Excerpt to read:
It’s an interesting rhetorical strategy—perhaps it could even be an effective one—but it raises the question as to why McWhorter doesn’t try to sway those who have found these antiracist writers compelling. His answer is simple: they’re beyond hope; there’s simply no talking to them. In fact, McWhorter’s main argument is that contemporary antiracists are no different than the religious (he even refers to them as “The Elect”). For him, they’re superstitious, beyond reason. They have their own set of clergy (see the above-named authors), and they are quick to label those not “woke” enough as heretics.

It’s a clever premise, but it suffers for at least a couple of reasons. First, it fails to differentiate between the truly religious—those systems of belief that point beyond themselves to the transcendent—and what many would call ideology or, perhaps, fundamentalism. This simplistic take on antiracism as religious proves especially disappointing, considering that McWhorter is such a careful writer in his own field of linguistics. Indeed, it ends up caricaturing religion to such a degree that it’s hard to trust that he’s not also caricaturing today’s antiracists.

To his credit, McWhorter does provide specific examples of problematic passages and statements from prominent antiracists, but these feel cherry-picked. For instance, he finds fault with Coates for writing that “he had no sympathy for the white cops and firemen who died at the World Trade Center on 9/11.” This is a worthwhile critique, but McWhorter makes it sound like a policy that Coates is endorsing rather than the raw emotions Coates is honest enough to admit to in his memoir. Moreover, later in his book, McWhorter makes the point that Woodrow Wilson’s racism shouldn’t detract from his “general record as a progressive with a passionate commitment to world peace.” It’s hard not to see this as a double-standard.

As for his critiques of DiAngelo, McWhorter makes some fair points about her book White Fragility; then again, I know several people who would consider themselves antiracist but who also take issue with aspects of DiAngelo’s approach. To critique all who claim the term “antiracist” based on DiAngelo is a little like critiquing all who claim the name “Christian” by way of Pat Robertson. Yes, Robertson and I might share central convictions, but please don’t assume he represents me. Tellingly, McWhorter avoids discussing some of the best antiracist thinkers, authors like Isabel Wilkerson or Heather McGhee. He does end up endorsing Michelle Alexander’s critique of the war on drugs, an appraisal that he sees as working toward racial equity, not just virtue-signaling.

Data provided:
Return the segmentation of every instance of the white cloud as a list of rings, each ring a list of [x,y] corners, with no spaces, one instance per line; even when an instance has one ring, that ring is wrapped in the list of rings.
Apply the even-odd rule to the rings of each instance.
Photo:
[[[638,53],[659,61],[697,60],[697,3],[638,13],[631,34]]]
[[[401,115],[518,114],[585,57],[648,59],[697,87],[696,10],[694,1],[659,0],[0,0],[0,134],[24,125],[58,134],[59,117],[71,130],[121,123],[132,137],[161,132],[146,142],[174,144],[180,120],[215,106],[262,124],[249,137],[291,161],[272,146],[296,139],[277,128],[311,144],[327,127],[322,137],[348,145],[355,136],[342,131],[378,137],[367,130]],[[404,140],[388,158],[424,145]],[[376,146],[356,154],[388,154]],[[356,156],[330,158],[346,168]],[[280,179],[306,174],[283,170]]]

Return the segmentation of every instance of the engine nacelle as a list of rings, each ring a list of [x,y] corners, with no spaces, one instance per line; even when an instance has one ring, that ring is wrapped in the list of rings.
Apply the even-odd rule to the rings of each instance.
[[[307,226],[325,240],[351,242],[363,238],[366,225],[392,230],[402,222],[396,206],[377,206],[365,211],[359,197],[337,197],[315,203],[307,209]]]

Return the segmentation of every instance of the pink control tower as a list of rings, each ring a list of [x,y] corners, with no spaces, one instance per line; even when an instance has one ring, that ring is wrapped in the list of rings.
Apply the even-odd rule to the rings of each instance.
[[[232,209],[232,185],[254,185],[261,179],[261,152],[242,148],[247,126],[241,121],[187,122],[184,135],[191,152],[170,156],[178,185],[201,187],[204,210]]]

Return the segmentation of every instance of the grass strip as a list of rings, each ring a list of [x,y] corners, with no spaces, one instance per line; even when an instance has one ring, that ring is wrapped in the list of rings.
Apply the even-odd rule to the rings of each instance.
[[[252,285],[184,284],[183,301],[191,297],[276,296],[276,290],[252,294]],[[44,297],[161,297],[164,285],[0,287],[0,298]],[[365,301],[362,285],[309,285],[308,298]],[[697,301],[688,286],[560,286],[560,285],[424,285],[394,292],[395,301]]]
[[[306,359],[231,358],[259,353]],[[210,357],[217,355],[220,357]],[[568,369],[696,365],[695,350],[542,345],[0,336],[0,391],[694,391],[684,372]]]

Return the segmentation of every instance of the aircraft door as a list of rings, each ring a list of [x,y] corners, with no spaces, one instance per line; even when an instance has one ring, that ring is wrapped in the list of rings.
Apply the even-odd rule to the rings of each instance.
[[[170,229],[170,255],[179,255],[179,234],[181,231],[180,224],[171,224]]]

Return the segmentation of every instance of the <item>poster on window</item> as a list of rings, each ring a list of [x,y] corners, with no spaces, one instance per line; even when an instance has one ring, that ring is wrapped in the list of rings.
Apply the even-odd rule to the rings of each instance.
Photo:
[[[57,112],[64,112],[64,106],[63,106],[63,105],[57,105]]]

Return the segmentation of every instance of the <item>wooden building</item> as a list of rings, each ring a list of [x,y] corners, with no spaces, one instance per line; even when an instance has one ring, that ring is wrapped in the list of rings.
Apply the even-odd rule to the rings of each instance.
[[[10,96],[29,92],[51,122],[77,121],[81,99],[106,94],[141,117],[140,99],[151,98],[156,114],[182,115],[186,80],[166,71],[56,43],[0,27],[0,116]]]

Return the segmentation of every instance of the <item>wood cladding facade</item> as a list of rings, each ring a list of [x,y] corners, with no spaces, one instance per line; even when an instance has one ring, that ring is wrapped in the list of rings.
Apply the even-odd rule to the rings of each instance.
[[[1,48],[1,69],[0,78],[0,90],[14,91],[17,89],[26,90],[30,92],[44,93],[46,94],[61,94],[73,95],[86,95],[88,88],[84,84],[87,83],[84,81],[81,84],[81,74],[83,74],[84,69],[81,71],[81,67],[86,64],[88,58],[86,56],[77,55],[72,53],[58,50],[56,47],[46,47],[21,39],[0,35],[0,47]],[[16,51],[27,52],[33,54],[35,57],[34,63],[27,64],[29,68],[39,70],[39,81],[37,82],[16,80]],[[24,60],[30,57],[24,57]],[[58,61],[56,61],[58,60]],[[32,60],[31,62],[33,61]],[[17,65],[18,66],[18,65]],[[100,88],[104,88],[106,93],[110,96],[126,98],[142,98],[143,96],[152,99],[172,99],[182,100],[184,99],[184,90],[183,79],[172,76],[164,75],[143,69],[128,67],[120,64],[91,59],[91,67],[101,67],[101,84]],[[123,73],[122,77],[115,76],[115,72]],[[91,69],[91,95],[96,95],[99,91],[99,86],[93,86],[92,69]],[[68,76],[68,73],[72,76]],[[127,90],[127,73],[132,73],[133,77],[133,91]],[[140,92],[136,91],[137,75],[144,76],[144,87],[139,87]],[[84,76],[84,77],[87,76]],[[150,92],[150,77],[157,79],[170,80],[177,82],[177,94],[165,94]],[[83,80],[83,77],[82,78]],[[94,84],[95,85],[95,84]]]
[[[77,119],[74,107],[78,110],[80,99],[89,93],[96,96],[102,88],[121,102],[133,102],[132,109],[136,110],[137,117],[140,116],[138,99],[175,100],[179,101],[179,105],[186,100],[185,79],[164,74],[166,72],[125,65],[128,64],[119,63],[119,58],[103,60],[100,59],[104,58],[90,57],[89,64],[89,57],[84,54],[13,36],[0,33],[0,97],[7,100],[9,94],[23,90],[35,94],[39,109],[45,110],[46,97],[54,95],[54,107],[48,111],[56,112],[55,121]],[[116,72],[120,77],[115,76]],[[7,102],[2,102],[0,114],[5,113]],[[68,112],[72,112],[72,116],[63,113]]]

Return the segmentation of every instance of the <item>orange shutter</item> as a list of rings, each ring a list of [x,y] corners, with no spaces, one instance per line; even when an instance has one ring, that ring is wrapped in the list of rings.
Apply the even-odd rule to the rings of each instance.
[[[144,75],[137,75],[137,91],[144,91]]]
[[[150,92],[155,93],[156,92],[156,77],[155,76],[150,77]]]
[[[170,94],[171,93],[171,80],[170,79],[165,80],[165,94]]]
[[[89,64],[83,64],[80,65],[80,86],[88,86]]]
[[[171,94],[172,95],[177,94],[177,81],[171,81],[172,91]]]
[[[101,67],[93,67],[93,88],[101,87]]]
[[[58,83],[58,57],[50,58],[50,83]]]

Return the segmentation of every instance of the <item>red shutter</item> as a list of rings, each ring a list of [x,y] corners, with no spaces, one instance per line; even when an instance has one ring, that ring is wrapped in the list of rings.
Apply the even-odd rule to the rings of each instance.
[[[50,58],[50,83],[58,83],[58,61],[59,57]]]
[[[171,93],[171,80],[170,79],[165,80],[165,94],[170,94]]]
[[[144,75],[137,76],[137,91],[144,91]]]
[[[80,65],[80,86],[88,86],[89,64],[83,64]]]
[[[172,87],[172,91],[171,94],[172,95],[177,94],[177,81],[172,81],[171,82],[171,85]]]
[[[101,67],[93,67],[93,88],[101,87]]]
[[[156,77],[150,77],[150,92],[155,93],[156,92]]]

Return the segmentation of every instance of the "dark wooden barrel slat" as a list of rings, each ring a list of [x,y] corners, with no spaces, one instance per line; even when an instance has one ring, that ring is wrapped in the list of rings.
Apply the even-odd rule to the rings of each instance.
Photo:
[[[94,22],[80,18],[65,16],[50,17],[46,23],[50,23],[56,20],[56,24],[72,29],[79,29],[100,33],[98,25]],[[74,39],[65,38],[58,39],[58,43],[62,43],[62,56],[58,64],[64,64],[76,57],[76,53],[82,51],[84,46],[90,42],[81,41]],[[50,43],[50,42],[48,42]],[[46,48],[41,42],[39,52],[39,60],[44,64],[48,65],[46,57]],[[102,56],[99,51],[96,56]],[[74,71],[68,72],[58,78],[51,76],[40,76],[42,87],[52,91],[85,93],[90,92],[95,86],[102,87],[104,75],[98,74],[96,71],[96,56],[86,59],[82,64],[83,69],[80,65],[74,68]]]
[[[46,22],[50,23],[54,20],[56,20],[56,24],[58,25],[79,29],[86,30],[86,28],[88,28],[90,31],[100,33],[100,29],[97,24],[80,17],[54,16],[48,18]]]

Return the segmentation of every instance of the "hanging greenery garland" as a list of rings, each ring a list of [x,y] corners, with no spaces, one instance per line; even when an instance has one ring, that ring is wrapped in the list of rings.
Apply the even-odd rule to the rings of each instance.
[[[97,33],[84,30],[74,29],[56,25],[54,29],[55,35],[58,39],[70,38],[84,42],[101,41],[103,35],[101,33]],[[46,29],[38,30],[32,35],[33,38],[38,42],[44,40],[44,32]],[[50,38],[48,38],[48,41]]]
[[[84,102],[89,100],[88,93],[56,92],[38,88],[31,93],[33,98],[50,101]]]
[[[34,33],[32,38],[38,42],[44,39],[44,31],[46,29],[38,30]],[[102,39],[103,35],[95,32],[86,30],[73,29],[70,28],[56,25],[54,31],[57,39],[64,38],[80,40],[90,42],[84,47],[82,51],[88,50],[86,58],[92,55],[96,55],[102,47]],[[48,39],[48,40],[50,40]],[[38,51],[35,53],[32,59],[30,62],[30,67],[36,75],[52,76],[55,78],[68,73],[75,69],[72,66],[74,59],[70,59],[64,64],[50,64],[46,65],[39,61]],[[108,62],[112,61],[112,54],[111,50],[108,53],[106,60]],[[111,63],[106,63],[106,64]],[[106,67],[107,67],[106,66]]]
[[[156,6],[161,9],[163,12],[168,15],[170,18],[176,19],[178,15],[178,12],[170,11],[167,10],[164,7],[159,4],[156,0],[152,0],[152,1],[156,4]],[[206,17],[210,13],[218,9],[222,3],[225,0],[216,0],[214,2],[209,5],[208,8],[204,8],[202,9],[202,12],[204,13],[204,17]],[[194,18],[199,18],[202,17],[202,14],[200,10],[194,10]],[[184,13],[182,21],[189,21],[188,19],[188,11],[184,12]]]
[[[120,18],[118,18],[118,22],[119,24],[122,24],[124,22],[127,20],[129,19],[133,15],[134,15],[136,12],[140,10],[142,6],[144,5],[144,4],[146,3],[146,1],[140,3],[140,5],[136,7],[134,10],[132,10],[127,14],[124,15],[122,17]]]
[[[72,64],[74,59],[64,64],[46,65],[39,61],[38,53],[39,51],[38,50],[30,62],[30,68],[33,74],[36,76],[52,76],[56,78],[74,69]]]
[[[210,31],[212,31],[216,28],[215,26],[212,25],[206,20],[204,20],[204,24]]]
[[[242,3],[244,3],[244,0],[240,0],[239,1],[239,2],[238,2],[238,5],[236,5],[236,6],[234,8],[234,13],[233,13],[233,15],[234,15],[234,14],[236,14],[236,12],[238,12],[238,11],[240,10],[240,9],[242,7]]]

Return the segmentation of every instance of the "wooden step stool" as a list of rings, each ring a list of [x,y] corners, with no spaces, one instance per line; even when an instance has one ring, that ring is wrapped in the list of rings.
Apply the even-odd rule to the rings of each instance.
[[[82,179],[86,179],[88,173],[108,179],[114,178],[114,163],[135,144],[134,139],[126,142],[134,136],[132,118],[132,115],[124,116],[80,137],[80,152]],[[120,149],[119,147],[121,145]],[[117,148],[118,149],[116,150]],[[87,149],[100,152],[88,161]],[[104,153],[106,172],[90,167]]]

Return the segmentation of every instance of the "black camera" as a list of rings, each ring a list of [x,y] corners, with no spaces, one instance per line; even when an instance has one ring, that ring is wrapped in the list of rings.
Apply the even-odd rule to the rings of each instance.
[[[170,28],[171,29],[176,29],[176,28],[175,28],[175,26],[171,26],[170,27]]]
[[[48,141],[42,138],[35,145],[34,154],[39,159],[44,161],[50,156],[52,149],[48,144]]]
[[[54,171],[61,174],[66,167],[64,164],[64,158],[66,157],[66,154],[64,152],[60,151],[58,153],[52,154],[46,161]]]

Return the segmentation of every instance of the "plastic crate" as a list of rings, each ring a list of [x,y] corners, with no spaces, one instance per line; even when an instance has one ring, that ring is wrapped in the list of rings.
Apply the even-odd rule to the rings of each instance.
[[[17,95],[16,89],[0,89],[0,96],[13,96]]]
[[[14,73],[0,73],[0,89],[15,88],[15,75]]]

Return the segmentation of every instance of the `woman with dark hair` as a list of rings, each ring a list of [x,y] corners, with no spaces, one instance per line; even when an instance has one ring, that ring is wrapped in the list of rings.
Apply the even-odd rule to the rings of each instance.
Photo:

Exercise requirements:
a. From the review of McWhorter's book, set down the passage from "It’s an interesting" up to and including "enough as heretics.".
b. List every person named in the review of McWhorter's book, excluding McWhorter himself, in order of first appearance.

The results:
a.
It’s an interesting rhetorical strategy—perhaps it could even be an effective one—but it raises the question as to why McWhorter doesn’t try to sway those who have found these antiracist writers compelling. His answer is simple: they’re beyond hope; there’s simply no talking to them. In fact, McWhorter’s main argument is that contemporary antiracists are no different than the religious (he even refers to them as “The Elect”). For him, they’re superstitious, beyond reason. They have their own set of clergy (see the above-named authors), and they are quick to label those not “woke” enough as heretics.

b.
Coates
Woodrow Wilson
DiAngelo
Pat Robertson
Isabel Wilkerson
Heather McGhee
Michelle Alexander